Query Result shape Oxigraph Apache Jena Stardog GraphDB Blazegraph Virtuoso QLever Comment
All papers published in SIGIR 6264 x 3 1.6s 0.3s 0.52s 0.17s 0.47s 0.54s 0.02s Two simple joins, nothing special
Number of papers by venue 19954 x 2 2.6s 28s 2.0s 3.1s 1.2s 1.0s 0.02s Scan of a single predicate with GROUP BY and ORDER BY
Author names matching REGEX 513 x 3 5.6s 4.8s 0.61s 0.29s 0.27s 0.98s 0.05s Joins, GROUP BY, ORDER BY, FILTER REGEX
All papers in DBLP until 1940 70 x 4 313s 50s 16s 0.04s 5.9s 0.08s 0.11s Three joins, a FILTER, and an ORDER BY
All papers with their title 7167122 x 2 132s 54s 44s 20s 18s >9.1s 4.2s Simple, but must materialize large result (problematic for many SPARQL engines)
All predicates ordered by size 68 x 3 106s 279s 37s 72s 0.05s 1.48s 0.01s Conceptually requires a scan over all triples, but huge optimization potential

Command lines for producing the results above (loading and queries)

For each engine, we created a folder with only the input file dblp.ttl.gz and a file queries.tsv obtained via curl -s https://qlever.cs.uni-freiburg.de/api/examples/dblp | sed -n '3p;4p;5p;6p;10p;15p' > queries.tsv (see below for the contents). For Virtuoso, there was also the config file virtuoso.ini (with generous settings regarding memory consumption). For QLever, there was the config file Qleverfile (with standard settings).

Oxigraph

oxigraph load -f dblp.ttl.gz -l .
sudo bash -c "sync; sleep 5; echo 3 > /proc/sys/vm/drop_caches"
oxigraph serve-read-only -l . -b localhost:8015
qlever example-queries --get-queries-cmd "cat queries.tsv" --download-or-count download --sparql-endpoint localhost:8015/query

Apache Jena

apache-jena-5.0.0/bin/tdb2.xloader --loc data dblp.ttl.gz
sudo bash -c "sync; sleep 5; echo 3 > /proc/sys/vm/drop_caches"

◆ Written instruction 1 ◆
Change "tick's leg" to "tick leg" in the records and leave everything else as it is. Start at the beginning of the records and go through the line that contains "M 202 385 L". Leave the pictures out of your answer.

[Labeled area outline items]
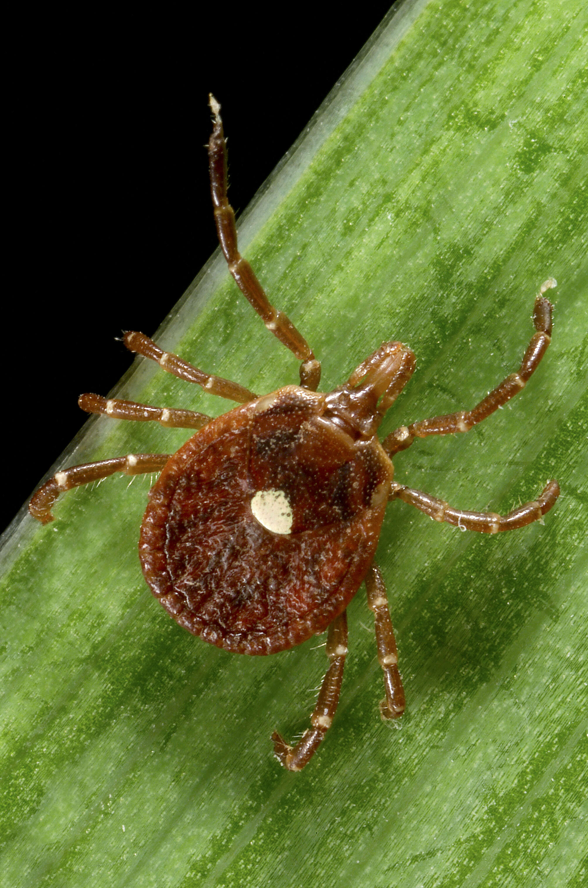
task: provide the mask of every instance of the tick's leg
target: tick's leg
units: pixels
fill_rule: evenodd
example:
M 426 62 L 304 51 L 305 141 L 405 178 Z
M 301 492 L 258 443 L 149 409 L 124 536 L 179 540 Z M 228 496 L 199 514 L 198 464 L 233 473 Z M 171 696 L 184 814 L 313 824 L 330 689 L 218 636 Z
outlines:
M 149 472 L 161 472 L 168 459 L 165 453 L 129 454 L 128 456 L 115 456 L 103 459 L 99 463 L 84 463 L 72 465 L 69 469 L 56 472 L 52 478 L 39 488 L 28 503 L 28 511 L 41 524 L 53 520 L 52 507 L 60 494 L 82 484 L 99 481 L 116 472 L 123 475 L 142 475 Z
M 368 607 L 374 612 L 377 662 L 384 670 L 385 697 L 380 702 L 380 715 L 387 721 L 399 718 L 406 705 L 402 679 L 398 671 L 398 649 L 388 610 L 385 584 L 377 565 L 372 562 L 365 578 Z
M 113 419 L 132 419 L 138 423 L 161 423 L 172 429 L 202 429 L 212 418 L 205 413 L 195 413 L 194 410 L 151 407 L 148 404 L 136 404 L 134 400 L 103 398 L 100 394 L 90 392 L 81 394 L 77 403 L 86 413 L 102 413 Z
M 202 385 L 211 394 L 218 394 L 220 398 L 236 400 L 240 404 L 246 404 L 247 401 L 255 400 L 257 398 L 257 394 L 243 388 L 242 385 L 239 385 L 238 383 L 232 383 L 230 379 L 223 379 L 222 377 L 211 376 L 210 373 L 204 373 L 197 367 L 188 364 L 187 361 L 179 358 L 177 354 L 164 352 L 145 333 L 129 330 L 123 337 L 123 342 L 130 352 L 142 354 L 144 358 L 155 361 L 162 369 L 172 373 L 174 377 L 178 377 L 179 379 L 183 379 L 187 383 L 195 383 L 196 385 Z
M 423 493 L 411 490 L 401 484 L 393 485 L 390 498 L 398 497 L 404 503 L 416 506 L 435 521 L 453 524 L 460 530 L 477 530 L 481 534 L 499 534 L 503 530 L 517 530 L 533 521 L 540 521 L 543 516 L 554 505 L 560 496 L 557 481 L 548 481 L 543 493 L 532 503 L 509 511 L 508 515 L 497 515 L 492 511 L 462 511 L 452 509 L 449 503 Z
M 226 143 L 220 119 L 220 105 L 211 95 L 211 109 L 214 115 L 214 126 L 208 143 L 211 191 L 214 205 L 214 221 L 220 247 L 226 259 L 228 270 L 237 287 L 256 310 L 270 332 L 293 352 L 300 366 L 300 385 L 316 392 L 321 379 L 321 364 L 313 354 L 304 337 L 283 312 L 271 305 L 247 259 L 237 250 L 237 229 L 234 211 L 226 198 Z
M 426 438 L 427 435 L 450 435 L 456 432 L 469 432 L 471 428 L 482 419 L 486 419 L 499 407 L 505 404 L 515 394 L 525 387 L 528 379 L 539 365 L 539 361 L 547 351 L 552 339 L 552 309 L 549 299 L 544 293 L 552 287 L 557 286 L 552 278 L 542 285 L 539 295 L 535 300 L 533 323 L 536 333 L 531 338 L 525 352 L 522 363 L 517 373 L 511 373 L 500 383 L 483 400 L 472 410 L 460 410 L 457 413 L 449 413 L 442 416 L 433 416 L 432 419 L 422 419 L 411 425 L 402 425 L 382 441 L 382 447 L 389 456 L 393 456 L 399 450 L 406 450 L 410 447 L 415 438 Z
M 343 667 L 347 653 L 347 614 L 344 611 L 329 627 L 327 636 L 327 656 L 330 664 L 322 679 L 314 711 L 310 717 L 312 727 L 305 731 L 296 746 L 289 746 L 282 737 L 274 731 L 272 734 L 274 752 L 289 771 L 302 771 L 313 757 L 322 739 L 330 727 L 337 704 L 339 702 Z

◆ Written instruction 2 ◆
Write what comes next in the page text on benchmarking SPARQL engines with DBLP queries, picking up after its last line.

◆ Task output 1 ◆
task: provide the mask of every instance of the tick leg
target: tick leg
units: pixels
fill_rule: evenodd
example:
M 426 62 L 304 51 L 305 141 L 405 178 Z
M 301 492 L 258 443 L 149 409 L 124 536 L 179 540 Z M 228 496 L 199 514 L 198 464 L 233 473 Z M 171 696 L 184 814 L 313 824 L 330 689 L 218 636 Z
outlines:
M 149 472 L 161 472 L 168 459 L 165 453 L 129 454 L 128 456 L 115 456 L 103 459 L 99 463 L 84 463 L 72 465 L 69 469 L 56 472 L 52 478 L 39 488 L 28 503 L 28 511 L 41 524 L 53 520 L 52 507 L 60 494 L 82 484 L 99 481 L 116 472 L 123 475 L 142 475 Z
M 368 607 L 374 612 L 377 662 L 384 670 L 385 697 L 380 702 L 380 715 L 387 721 L 399 718 L 406 705 L 402 679 L 398 671 L 398 649 L 388 610 L 385 584 L 377 565 L 372 562 L 365 578 Z
M 113 419 L 132 419 L 138 423 L 161 423 L 172 429 L 202 429 L 212 418 L 205 413 L 195 413 L 194 410 L 151 407 L 148 404 L 136 404 L 134 400 L 103 398 L 100 394 L 90 392 L 81 394 L 77 403 L 86 413 L 102 413 Z
M 202 385 L 211 394 L 218 394 L 220 398 L 236 400 L 240 404 L 246 404 L 247 401 L 255 400 L 257 398 L 257 394 L 243 388 L 242 385 L 239 385 L 238 383 L 232 383 L 230 379 L 223 379 L 222 377 L 211 376 L 210 373 L 204 373 L 197 367 L 188 364 L 187 361 L 179 358 L 177 354 L 164 352 L 145 333 L 129 330 L 123 337 L 123 342 L 130 352 L 142 354 L 144 358 L 155 361 L 162 369 L 172 373 L 174 377 L 178 377 L 179 379 L 183 379 L 187 383 L 195 383 L 196 385 Z

◆ Task output 2 ◆
java -jar apache-jena-fuseki-5.0.0/fuseki-server.jar --port 8015 --loc data /dblp
qlever example-queries --get-queries-cmd "cat queries.tsv" --download-or-count download --sparql-endpoint localhost:8015/dblp

Stardog

sed -i 's/UseParallelOldGC/UseParallelGC/' opt/stardog/bin/helpers.sh
export STARDOG_SERVER_JAVA_ARGS="-Xms20g -Xmx20g"
export STARDOG_PROPERTIES=$(pwd) && echo "memory.mode = bulk_load" > stardog.properties
stardog-admin server start
stardog-admin db create -n dblp dblp.ttl.gz
stardog-admin server stop
rm -f stardog.properties
sudo bash -c "sync; sleep 5; echo 3 > /proc/sys/vm/drop_caches"
stardog-admin server start --disable-security
qlever example-queries --get-queries-cmd "cat queries.tsv" --download-or-count download --sparql-endpoint localhost:5820/dblp/query

GraphDB

graphdb-10.6.2/bin/console
> create graphdb   [ID = dblp, rest = default]
> quit
graphdb-10.6.2/bin/importrdf preload -f -i dblp dblp.ttl.gz
sudo bash -c "sync; sleep 5; echo 3 > /proc/sys/vm/drop_caches"
graphdb-10.6.2/bin/graphdb
curl -s localhost:7200/repositories/dblp --data-urlencode 'query=SELECT * { ?s ?p ?o } LIMIT 1'   [minimal warmup]
qlever example-queries --get-queries-cmd "cat queries.tsv" --download-or-count download --sparql-endpoint localhost:7200/repositories/dblp

Blazegraph

java -server -Xmx20g -jar blazegraph.jar &
docker run -it --rm -v $(pwd):/data stain/jena riot --output=NT /data/dblp.ttl.gz | split -a 3 --numeric-suffixes=1 --additional-suffix=.nt -l 1000000  --filter='gzip > $FILE.gz' - dblp-
for CHUNK in dblp-???.nt.gz; do curl -s indus:9999/blazegraph/namespace/kb/sparql --data-binary update="LOAD <file://$(pwd)/${CHUNK}>"; done
kill %1
sudo bash -c "sync; sleep 5; echo 3 > /proc/sys/vm/drop_caches"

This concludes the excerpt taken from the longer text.